Items listed in a dataset:
○ ○ ○ ○ ○ ○ ○
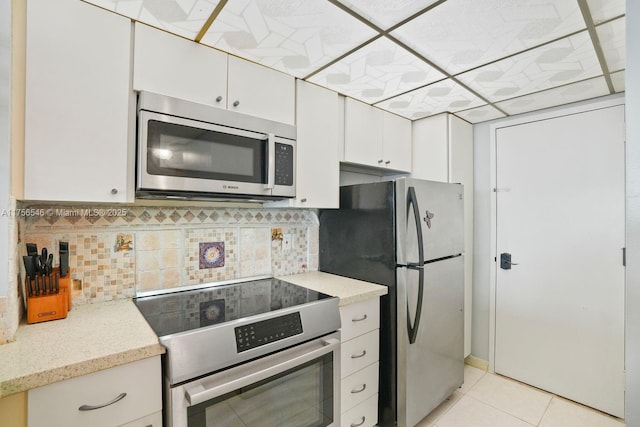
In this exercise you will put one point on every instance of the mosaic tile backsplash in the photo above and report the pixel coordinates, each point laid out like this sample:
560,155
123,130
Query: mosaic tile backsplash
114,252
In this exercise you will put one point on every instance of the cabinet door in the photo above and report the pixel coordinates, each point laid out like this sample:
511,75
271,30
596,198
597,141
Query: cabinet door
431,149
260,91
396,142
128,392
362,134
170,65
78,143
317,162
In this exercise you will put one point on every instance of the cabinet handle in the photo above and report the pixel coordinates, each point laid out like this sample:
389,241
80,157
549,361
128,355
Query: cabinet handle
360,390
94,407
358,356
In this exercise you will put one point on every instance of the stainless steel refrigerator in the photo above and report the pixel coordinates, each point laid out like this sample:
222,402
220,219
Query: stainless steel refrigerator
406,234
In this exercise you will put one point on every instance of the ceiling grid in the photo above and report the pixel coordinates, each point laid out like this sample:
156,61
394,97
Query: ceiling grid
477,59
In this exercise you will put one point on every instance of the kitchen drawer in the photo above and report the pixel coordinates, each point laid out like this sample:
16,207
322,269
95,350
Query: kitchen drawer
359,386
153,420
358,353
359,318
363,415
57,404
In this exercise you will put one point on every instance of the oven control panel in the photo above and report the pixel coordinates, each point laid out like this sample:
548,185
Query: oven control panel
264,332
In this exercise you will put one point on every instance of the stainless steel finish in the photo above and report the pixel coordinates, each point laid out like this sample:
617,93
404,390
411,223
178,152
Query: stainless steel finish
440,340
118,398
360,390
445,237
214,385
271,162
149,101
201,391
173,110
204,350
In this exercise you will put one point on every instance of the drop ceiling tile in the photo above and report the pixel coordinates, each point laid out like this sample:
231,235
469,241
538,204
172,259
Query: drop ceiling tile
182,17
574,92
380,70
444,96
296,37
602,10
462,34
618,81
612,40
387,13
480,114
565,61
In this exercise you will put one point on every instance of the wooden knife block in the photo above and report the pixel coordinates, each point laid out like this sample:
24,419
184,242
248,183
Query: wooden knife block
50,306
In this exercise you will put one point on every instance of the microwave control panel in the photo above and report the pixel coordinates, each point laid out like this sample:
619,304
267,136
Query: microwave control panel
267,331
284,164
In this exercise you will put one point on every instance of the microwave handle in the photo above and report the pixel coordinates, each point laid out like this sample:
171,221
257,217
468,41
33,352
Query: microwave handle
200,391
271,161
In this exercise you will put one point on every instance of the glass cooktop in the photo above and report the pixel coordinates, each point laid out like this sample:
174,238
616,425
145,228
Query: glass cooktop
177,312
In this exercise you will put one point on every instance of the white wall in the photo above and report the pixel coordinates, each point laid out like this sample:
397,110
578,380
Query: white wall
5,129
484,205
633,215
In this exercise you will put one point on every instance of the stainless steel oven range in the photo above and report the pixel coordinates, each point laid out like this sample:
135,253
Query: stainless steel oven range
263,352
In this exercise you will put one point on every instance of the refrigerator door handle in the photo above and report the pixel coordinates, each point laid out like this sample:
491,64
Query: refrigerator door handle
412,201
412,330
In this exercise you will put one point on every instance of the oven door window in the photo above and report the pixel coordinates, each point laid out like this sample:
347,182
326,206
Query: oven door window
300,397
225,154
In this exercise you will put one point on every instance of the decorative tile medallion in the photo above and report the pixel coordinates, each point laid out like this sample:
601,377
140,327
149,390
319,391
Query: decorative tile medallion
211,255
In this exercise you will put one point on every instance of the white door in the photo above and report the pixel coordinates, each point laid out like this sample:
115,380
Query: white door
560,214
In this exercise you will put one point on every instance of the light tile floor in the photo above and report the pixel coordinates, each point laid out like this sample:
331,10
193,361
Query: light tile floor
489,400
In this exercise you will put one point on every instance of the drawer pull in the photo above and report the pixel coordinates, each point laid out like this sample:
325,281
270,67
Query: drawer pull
○ ○ ○ ○ ○ ○ ○
Exercise directions
All the records above need to be given again word for word. Skip the pictures.

Exercise solution
In this exercise you will put one point on every instance of the mosaic tile backsplash in the photo above and report the pixel coordinates, each point laid out like this sample:
560,155
123,130
Query: mosaic tile backsplash
114,252
In this exercise you will put one point on every instance of the cabinet door in the photo above and report the pixel coordinates, each point laid out like this sample:
511,75
271,30
596,198
597,141
Query: cabinet door
431,149
260,91
396,142
128,392
362,134
170,65
78,143
317,162
In this exercise you will put one point on every instance of the cabinet handle in the photo above and report the pixel coordinates, each point laid out like this sample:
389,241
80,157
549,361
128,355
Query: cabinet handle
360,390
94,407
358,356
In this exercise you will put one point on every instance of the stainless steel refrigerator in the photo above and report the pixel coordinates, each point laid out like this sample:
222,402
220,219
Query: stainless steel refrigerator
406,234
In this exercise you will put one point on every instance of the ceiling grid in the photo above and report the pixel coordinates, each point laid out like this sample:
156,61
394,97
Query: ceiling grid
477,59
In this exercise you will put one point on every instance of the kitchen drawer in the photo above and report the pixel coordinates, each point laid out like this sample:
16,207
322,269
95,350
Query: kitchen drawer
359,386
153,420
358,353
359,318
363,415
57,404
In this exercise you will put one point on every instance of the oven control panel in the photo above and report the pixel coordinates, each point laid out like this sample:
548,185
Query: oven control panel
264,332
In this exercise you will put one point on every instance of the stainless steel finish in the photo above and report the pixel coordinates, each point laid out like this sample:
617,93
404,390
411,223
178,152
Query: stainless steel finish
440,340
118,398
360,390
445,237
214,385
271,162
149,101
201,391
173,110
204,350
In this exercise you will put one point on every instance of the drop ceiling tile in the photo above and report the pixel coordinates, each point laid out like this sample:
231,235
469,241
538,204
172,259
Query: drop ceiling tile
182,17
574,92
380,70
444,96
296,37
602,10
462,34
618,81
612,40
387,13
480,114
565,61
In this exercise you will put one point on every instance of the wooden knife block in the photo above and report the pixel coordinates, each point laid out like this sample:
24,419
184,242
248,183
Query: wooden knife block
50,306
In this exercise you will put one point on every instance of the microwave control panel in the photo above and report the pixel coordinates, each point laid out like this sample:
619,304
267,136
Query: microwave control panel
267,331
284,164
In this exercise you will put one point on every instance of the microwave handle in the photo above and report the pixel coordinates, each point laid out like this sample:
171,221
257,217
468,41
33,352
Query: microwave handle
200,391
271,161
In this exercise you will put one point on every instance of the glass cooktop in the photo above and report the pixel coordinates, each point laid out like this sample:
174,238
616,425
145,228
Query: glass cooktop
177,312
In this exercise you will put one point on every instance of the white wall in the photo above and report the pixel coordinates, each point laid out like this sample:
397,110
578,380
Query: white wall
5,129
484,205
633,215
In this exercise you will put one point on every instance of the stainless steel oven range in the photo above and report the pixel coordinates, each point laid out like this sample:
135,253
Query: stainless steel oven range
263,352
In this exercise you will put one point on every instance of the refrigerator door handle in the photo above and report the pixel coordinates, each point laid out like this sample:
491,64
Query: refrigerator door handle
412,201
412,330
In this exercise you will put one point on every instance of the oven door window in the photo above and report the pixel coordinates, each point laid out like this sample:
347,182
326,206
Query: oven door window
300,397
225,154
In this exercise you will put one point on every instance of the decorative tile medallion in the photo above and report the pixel coordinates, each point laid out like this sample:
601,377
140,327
149,390
319,391
Query: decorative tile medallion
211,255
In this exercise you will put one point on every instance of the white door in the photo above and report the pixel coordinates, each point laid out like this sample:
115,380
Query: white door
560,214
In this exercise you will put one point on every instance of the light tile floor in the photo above and report the pixel coordinates, each point laid out like this sample:
331,10
193,361
Query: light tile floor
489,400
In this exercise you will put one point on every instance of the drawer pull in the photo above and report the pixel coordinates, each point laid out like this sample:
325,281
270,67
Query: drawer pull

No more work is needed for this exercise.